Supplied data

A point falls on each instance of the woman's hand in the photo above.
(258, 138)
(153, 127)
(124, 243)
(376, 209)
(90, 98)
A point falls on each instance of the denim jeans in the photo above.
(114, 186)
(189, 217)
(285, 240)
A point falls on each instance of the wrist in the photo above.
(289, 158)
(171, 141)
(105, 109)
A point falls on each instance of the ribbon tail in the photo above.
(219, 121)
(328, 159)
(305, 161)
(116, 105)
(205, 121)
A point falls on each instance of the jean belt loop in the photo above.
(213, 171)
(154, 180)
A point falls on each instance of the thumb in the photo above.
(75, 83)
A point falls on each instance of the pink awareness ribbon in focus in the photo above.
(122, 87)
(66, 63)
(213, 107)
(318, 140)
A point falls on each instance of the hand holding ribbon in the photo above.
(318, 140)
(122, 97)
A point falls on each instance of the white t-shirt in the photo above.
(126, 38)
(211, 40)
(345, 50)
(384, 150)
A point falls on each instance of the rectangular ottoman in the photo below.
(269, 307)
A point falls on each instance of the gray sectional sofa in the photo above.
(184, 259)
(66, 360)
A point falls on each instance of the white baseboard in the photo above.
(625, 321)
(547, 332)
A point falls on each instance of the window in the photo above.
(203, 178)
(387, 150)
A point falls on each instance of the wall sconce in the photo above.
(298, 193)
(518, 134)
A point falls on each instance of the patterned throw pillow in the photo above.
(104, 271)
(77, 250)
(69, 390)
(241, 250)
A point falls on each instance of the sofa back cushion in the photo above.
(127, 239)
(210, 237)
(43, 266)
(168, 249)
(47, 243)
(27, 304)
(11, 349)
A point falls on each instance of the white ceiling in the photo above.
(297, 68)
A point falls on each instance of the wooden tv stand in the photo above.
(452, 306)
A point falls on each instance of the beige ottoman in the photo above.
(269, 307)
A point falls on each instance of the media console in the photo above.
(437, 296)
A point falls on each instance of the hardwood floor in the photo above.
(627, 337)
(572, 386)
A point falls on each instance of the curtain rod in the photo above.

Instructions to follow
Please rewrite the entries from the line holding "A point falls on each instance of the media" through the end of the entries, inclusive, keeping every line and shifting each coordinate by adding 13 to both of its numbers.

Task solution
A point falls on each instance of the media console in the photo above.
(450, 309)
A point falls on each instance of the hardwood floor in the photo above.
(640, 350)
(585, 399)
A point falls on each instance of the curtain rod in the photo above.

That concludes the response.